Dataset rows

╭──

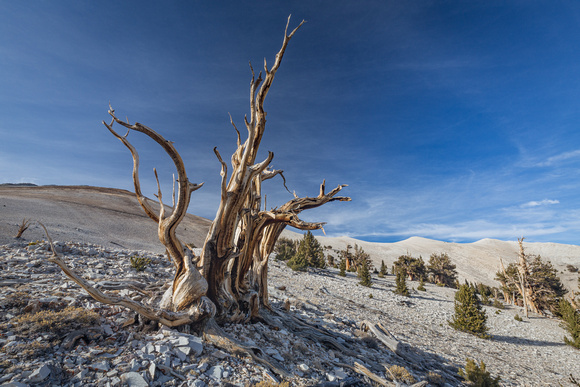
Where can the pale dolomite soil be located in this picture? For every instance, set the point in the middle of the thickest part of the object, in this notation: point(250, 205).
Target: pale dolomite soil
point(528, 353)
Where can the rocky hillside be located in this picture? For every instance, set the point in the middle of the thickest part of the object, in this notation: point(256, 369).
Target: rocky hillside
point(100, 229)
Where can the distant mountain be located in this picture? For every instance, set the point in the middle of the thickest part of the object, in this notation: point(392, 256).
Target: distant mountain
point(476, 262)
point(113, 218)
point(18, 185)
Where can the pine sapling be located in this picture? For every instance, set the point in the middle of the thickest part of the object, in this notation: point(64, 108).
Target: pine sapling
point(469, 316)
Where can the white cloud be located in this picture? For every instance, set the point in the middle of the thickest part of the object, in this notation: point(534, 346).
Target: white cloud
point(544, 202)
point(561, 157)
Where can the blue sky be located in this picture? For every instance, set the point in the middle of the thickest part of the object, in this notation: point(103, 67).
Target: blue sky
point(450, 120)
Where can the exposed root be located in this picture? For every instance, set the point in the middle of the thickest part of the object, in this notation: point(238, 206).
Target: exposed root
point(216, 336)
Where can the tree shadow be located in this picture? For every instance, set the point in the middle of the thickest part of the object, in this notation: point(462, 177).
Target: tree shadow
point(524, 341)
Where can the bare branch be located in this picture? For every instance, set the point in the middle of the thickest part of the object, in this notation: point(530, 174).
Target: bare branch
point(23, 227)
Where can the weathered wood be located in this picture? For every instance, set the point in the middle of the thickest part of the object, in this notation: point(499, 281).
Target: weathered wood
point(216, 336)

╰──

What is needed – Can you update the material above by changing every "thickest part" to "widest part", keeping all other text the same and leaving out the pictures?

Finished task –
Where can the pale dolomite soil be located in this picture? For every instance, set the point in the middle of the widest part of the object, in this notation: point(250, 205).
Target: pale dolomite soil
point(528, 353)
Where can the rocky hillside be located in this picture? For every instance, set the point in the middle of the widest part of the object, in this notation: point(256, 369).
Target: rocky hillside
point(100, 229)
Where can the distant mountain be located in this picture? For every instance, set the point in the middle of the widest part of the object, in this notation: point(392, 256).
Target: distant mountain
point(476, 262)
point(113, 218)
point(18, 185)
Where can the pine sapling be located in this picture? For every instance, set the point in the middle of the widest part of the object, in this notation: point(64, 108).
Target: pine sapling
point(469, 316)
Where can the white cloud be located in this picture? For every instance, set the point in the middle of the widest part of the object, in this notation: point(534, 346).
Target: white cloud
point(544, 202)
point(561, 157)
Where can the blue sky be located in this picture? For every instance, set the point in the middle of the widest part of the object, in this notation: point(103, 67).
Target: blue sky
point(450, 120)
Where can the exposed root be located in this picture? For every instance, set the point in the middle of the widest part of the object, in this notation: point(238, 206).
Target: exposed root
point(216, 336)
Where can the tree shadow be located in this picture? For every instance, set the point in the middle of the widest part of the object, in this notation: point(462, 177).
Target: tree shadow
point(524, 341)
Where can the bare branch be located in this picture? For every instance, set the point in the middle of the widest part of the object, in this notation: point(530, 174).
Target: bare branch
point(23, 227)
Where can the weathered wood be located in this picture? For every instance, set the point in the middle of the widest part of the object, in this notation: point(499, 281).
Target: weathered wood
point(216, 336)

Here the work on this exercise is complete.